**Page text:**
• • • • •

There's only one party that truly represents the best interest of working families: and that's the NDP. Period.


P.S.
Am I the only one who sees the prominence that this religious based school funding issue is acquiring as entirely misplaced? 

First, while I'm not averse eventually to debating how we might reconfigure the existing system of education, I don't see the fact the we have separately funded boards of education as the root cause of the current malaise in education. There are real and present funding concerns which need to be addressed if we're not going to let our children down. We need first to fix the funding formula and fully fund our schools. Schools need the requisite money to keep the buildings functional, teachers need to be supported, and special needs education must be bolstered more than ever. This government record on supporting children with autism and providing assistance to new Canadians has been shameful and deplorable.

Second, this contentious issue of religious based funding is sidetracking us from more pressing issues. As I just mentioned there's too much to fix in the current system to think of dismantling it. I've heard nothing of environmental issues. There's been precious little about the disappearance of manufacturing jobs and the incursion of precarious employment into many sectors of the labour market;  of the damage pay day loan companies are foisting on our inner cities; of the appalling levels of poverty in our province; of reviewing  property tax and property assessment. Of health care. And why?

Because the Ontario Liberal Party and the PC Party of Ontario are more interested in securing some "ethnic" votes which will gain them leverage in the coming election than in improving the lives of Ontarians, votes from people which they see fit, now and historically, to manipulate and toy with.

• • • • •

**Written exercise 1:** Rewrite each entry with "small mushroom" swapped for "red apple", keeping everything else the same, and leave out the pictures.
The text and the entries have nothing to do with each other.

**Extracted data:**
• • • • •

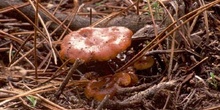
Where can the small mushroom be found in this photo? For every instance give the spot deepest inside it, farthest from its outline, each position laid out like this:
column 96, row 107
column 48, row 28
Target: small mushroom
column 95, row 44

• • • • •

**Written exercise 2:** In the post about school funding, copy everything from "Second, this contentious" down to "care. And why?" word for word.

**Complete answer 1:**
Where can the red apple be found in this photo? For every instance give the spot deepest inside it, farthest from its outline, each position laid out like this:
column 96, row 107
column 48, row 28
Target: red apple
column 95, row 44

**Complete answer 2:**
Second, this contentious issue of religious based funding is sidetracking us from more pressing issues. As I just mentioned there's too much to fix in the current system to think of dismantling it. I've heard nothing of environmental issues. There's been precious little about the disappearance of manufacturing jobs and the incursion of precarious employment into many sectors of the labour market;  of the damage pay day loan companies are foisting on our inner cities; of the appalling levels of poverty in our province; of reviewing  property tax and property assessment. Of health care. And why?